What needs to be done » Reproduce the Murray Bay family memories below in full, word for word, with nothing left out or changed.

Source document »
▬▬▬▬▬▬
W.H.T. was always kind of snooty about our camping and fishing and so on, although he always went along on H.H.T's tea picnics, and enjoyed them. I'm really annoyed that it was only long after he died that I discovered the camp record book at Gravelle Lake Club, seven or eight miles from Murray Bay. It was pretty rough camping, though in a cabin, even in those days. W.H.T. was a club officer and attended frequently. The trips were all spelled out with the numbers of trout, quite considerable, and more than today, along with number of rods. All of this around 1895-1896 before I was born, and W.H.T. was under 40, rejoicing in what he later kidded us about.

In 1909, John Hays Hammond gave me a sailing dory at Beverly, Massachusetts, to my ignorant delight. The Sylph was a presidential yacht run that summer by Lt. jg Train, now a retired Admiral, and father of Russel, now head of EPA. W.H.T. wired to my mamma not to let me in it until he got there, knowing even less about it than I did. That restraint did not work, and an early day found me sailing sideways to leeward because I did not know what a centerboard was for. Fortunately, Lt. Train's sharp-eyed boys spied me and sent a launch after me; disaster was avoided and I learned about centerboards. The President never entered the dory or provided instruction.

There was golf at Murray Bay before that, but not from me. W.H.T. had played in the footsteps of Justice Harlan, whose family were long-time visitors at Murray Bay. After the White House we went back in 1913 and the golf course was the center of attraction. The John Harlans were regulars from Chicago and John, Jr. was brought up there, too, with his sister, now Mrs. Derby. When my wife and I were engaged as the First War began, she came up to visit and was overwhelmed by the conversation. W.H.T., Uncle Horace, Aunt Maria Herron, and Bob's wife Martha were great talkers, and most amusing, but as a combination absolutely nonstop. We should have had tape recorders in those days, for it should have been preserved. Much of the talk was around the daily golf matches; Eleanor was tennis, not golf.
▬▬▬▬▬▬
Material supplied »
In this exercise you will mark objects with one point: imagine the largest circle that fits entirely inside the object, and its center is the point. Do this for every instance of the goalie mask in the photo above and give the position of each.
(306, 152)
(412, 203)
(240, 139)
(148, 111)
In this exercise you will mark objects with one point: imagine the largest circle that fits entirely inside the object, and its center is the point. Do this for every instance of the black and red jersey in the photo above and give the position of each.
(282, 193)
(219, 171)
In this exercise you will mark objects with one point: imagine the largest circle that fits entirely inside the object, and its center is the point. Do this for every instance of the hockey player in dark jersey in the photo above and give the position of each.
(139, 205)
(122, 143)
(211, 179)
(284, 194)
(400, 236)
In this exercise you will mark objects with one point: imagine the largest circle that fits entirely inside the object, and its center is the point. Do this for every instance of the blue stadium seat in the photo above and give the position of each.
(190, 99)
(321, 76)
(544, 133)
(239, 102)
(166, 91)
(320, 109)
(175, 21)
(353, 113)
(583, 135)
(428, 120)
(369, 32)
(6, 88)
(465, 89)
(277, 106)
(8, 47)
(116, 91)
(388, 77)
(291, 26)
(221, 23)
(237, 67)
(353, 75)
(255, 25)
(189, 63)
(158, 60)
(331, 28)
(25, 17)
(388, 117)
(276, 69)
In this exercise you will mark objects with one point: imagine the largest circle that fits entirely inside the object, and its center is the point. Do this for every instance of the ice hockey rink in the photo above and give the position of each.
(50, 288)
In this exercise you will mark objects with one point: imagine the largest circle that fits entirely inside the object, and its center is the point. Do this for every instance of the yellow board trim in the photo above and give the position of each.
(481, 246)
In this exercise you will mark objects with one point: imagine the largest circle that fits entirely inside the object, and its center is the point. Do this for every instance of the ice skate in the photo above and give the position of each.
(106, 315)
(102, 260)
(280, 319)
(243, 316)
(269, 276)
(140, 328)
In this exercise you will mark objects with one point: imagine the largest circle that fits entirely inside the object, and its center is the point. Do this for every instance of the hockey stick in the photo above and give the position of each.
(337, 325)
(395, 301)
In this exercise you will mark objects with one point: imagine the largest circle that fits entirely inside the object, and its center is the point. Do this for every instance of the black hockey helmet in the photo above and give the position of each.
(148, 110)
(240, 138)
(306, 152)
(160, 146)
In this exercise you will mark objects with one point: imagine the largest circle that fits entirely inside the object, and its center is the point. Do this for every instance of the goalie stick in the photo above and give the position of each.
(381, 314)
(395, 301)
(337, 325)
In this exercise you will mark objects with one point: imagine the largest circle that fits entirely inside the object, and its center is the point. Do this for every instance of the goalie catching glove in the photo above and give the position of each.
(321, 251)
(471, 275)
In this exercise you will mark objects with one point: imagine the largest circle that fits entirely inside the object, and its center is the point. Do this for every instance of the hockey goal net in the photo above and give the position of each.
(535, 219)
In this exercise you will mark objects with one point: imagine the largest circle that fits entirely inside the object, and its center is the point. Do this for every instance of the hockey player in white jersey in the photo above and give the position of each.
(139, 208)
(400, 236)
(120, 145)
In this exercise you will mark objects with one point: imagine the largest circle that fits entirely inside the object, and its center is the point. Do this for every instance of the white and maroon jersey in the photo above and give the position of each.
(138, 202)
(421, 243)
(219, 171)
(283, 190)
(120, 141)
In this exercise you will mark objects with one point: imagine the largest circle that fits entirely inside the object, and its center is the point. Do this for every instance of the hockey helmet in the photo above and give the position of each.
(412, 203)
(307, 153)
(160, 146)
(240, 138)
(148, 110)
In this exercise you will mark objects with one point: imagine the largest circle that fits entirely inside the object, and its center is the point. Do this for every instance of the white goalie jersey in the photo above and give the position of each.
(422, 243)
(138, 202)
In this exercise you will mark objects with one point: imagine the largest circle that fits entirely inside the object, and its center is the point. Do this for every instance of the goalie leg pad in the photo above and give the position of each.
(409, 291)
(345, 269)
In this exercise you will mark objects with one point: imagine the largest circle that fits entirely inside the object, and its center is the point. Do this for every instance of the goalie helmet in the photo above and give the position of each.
▬▬▬▬▬▬
Solution to this problem »
W.H.T. was always kind of snooty about our camping and fishing and so on, although he always went along on H.H.T's tea picnics, and enjoyed them. I'm really annoyed that it was only long after he died that I discovered the camp record book at Gravelle Lake Club, seven or eight miles from Murray Bay. It was pretty rough camping, though in a cabin, even in those days. W.H.T. was a club officer and attended frequently. The trips were all spelled out with the numbers of trout, quite considerable, and more than today, along with number of rods. All of this around 1895-1896 before I was born, and W.H.T. was under 40, rejoicing in what he later kidded us about.

In 1909, John Hays Hammond gave me a sailing dory at Beverly, Massachusetts, to my ignorant delight. The Sylph was a presidential yacht run that summer by Lt. jg Train, now a retired Admiral, and father of Russel, now head of EPA. W.H.T. wired to my mamma not to let me in it until he got there, knowing even less about it than I did. That restraint did not work, and an early day found me sailing sideways to leeward because I did not know what a centerboard was for. Fortunately, Lt. Train's sharp-eyed boys spied me and sent a launch after me; disaster was avoided and I learned about centerboards. The President never entered the dory or provided instruction.

There was golf at Murray Bay before that, but not from me. W.H.T. had played in the footsteps of Justice Harlan, whose family were long-time visitors at Murray Bay. After the White House we went back in 1913 and the golf course was the center of attraction. The John Harlans were regulars from Chicago and John, Jr. was brought up there, too, with his sister, now Mrs. Derby. When my wife and I were engaged as the First War began, she came up to visit and was overwhelmed by the conversation. W.H.T., Uncle Horace, Aunt Maria Herron, and Bob's wife Martha were great talkers, and most amusing, but as a combination absolutely nonstop. We should have had tape recorders in those days, for it should have been preserved. Much of the talk was around the daily golf matches; Eleanor was tennis, not golf.